▸ TEXT BLOCK:
----
Sunday, September 21, 2025

An Epiphany with a Raven Gives Me Hope

photo by author


I’ve enjoyed communing with ravens during trips out West, but especially here in Northwood, where I often meet a pair of ravens who have a nest near my house.


Recently, Russet and I left the house and drove down the dirt road next to us, which my father called the “Wild Hawk Road.” We were heading toward a somewhat distant hike, even though it was late in the day, when I spotted one of my ravens hopping beside the road. When he saw me, he stopped, and we locked eyes. At that moment, a more pleasant and closer hike popped into my mind. I hadn’t considered the possibility before because it was always off-limits, as it was in an active Boy Scout camp. I had forgotten it had recently been shut down.


What transpired between me and the Raven I call mind-reading, while scientists call it a “theory of mind.” That’s according to Christine Webb in her new book, The Arrogant Ape: The Myth of Human Exceptionalism and Why It Matters.⁠1


You may say I’m imagining my connection to the raven, but I prefer to believe otherwise: I derive pleasure from the way this experience transformed me from a mundane, rational calculator into a sentient creature encountering an unforeseen connection to the natural world. 


In a word, it made my day!


It shifted my mind from its small-minded fixation on relentless human dominance – controlling every facet of our lives –to the ethic Webb proposes, based on humility and reciprocity with the rest of nature.
----
▸ DATASET:
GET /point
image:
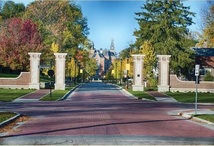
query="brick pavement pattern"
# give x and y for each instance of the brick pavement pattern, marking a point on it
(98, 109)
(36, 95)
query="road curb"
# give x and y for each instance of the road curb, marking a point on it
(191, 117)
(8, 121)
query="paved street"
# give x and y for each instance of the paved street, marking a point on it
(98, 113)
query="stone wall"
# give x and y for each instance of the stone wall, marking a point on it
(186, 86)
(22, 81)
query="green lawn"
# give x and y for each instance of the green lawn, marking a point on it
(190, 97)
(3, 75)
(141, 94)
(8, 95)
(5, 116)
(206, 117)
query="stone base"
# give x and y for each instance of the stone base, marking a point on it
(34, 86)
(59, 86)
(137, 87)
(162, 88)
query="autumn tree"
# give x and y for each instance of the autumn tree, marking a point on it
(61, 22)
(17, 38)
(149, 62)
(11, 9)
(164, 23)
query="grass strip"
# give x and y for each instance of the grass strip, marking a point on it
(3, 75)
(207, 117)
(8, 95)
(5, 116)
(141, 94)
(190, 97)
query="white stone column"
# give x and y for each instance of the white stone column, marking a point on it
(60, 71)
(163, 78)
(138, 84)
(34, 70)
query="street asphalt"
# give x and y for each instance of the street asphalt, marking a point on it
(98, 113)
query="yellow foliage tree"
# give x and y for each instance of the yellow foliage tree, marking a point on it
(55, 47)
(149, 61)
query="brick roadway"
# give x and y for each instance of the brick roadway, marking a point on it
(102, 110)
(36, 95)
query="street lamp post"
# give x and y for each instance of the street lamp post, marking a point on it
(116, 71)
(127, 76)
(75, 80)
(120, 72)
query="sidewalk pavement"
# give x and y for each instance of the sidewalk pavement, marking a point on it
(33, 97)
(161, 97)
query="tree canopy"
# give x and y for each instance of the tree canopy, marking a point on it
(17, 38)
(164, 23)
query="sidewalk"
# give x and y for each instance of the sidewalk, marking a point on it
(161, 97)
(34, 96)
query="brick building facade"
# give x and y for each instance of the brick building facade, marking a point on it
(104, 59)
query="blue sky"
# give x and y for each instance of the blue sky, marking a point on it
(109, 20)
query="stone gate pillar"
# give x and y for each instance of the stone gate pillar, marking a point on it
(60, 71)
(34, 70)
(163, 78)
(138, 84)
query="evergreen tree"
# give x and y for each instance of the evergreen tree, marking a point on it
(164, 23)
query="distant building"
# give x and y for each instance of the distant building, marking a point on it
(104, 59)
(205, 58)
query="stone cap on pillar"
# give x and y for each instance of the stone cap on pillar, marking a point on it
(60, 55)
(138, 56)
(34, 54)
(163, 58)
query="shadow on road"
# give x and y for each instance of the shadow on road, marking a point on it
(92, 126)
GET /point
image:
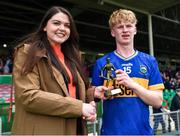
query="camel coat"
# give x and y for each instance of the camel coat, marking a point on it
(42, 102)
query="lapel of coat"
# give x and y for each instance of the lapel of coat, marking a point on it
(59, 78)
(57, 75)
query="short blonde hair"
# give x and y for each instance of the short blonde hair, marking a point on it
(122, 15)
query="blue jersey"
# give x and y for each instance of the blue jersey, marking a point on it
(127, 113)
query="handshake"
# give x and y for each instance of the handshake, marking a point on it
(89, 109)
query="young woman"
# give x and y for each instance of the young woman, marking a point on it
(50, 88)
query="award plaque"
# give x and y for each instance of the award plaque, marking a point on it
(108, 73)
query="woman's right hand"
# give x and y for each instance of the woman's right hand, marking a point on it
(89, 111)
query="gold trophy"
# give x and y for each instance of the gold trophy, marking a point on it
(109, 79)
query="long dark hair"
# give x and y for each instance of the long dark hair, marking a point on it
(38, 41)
----
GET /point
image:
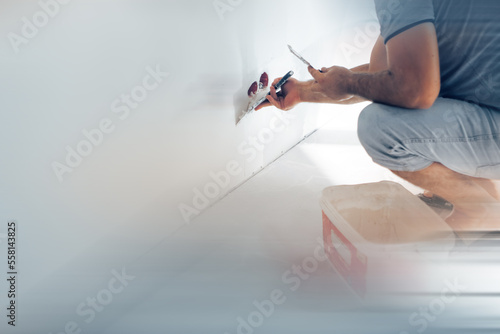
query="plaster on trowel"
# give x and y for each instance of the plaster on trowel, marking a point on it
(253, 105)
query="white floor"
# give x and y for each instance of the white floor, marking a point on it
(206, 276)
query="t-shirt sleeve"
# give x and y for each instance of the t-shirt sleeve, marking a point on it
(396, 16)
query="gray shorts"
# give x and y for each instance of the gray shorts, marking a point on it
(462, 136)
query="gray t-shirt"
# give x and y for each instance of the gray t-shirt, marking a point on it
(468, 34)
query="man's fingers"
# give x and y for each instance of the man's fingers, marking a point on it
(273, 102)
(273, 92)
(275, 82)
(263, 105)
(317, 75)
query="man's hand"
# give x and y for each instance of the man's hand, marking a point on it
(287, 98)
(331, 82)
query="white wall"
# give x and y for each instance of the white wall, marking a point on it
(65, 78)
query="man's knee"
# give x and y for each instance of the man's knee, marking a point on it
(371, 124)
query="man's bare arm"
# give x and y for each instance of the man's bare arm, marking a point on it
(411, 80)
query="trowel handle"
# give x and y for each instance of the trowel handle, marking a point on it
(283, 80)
----
Write the next part of the blog post about the raven encounter, starting right after its last sentence.

▸ RESPONSE TO THE EXERCISE:
For Webb, human arrogance is an ideology that has done us a grave harm. Because we have long viewed our species as special, as God’s gift to the Earth, we have been conditioned to believe everything we do is privileged, an inescapable result of divine intent.. Like the patriarchy, which I think is a related ideology, it denies participation to anyone not belonging to the dominant group.


But, in reality, we are but one small cog, among countless others, in a vast interconnected web. So then, what does it really mean to be human, Webb  asks: “Our first hint might come from the word “human” itself—which derives from the root word humus, meaning “earth.” To be human thus means to be of the earth, not apart from or better than any of the other beings with whom we share this planet.”⁠2


Webb urges us to switch from our usual, small-minded, egotistic self to an Earth-based version where all species are  interconnected as one. This can lead to a secondary benefit: a spontaneous eruption of awe, difficult to describe because it transcends our ordinary experience.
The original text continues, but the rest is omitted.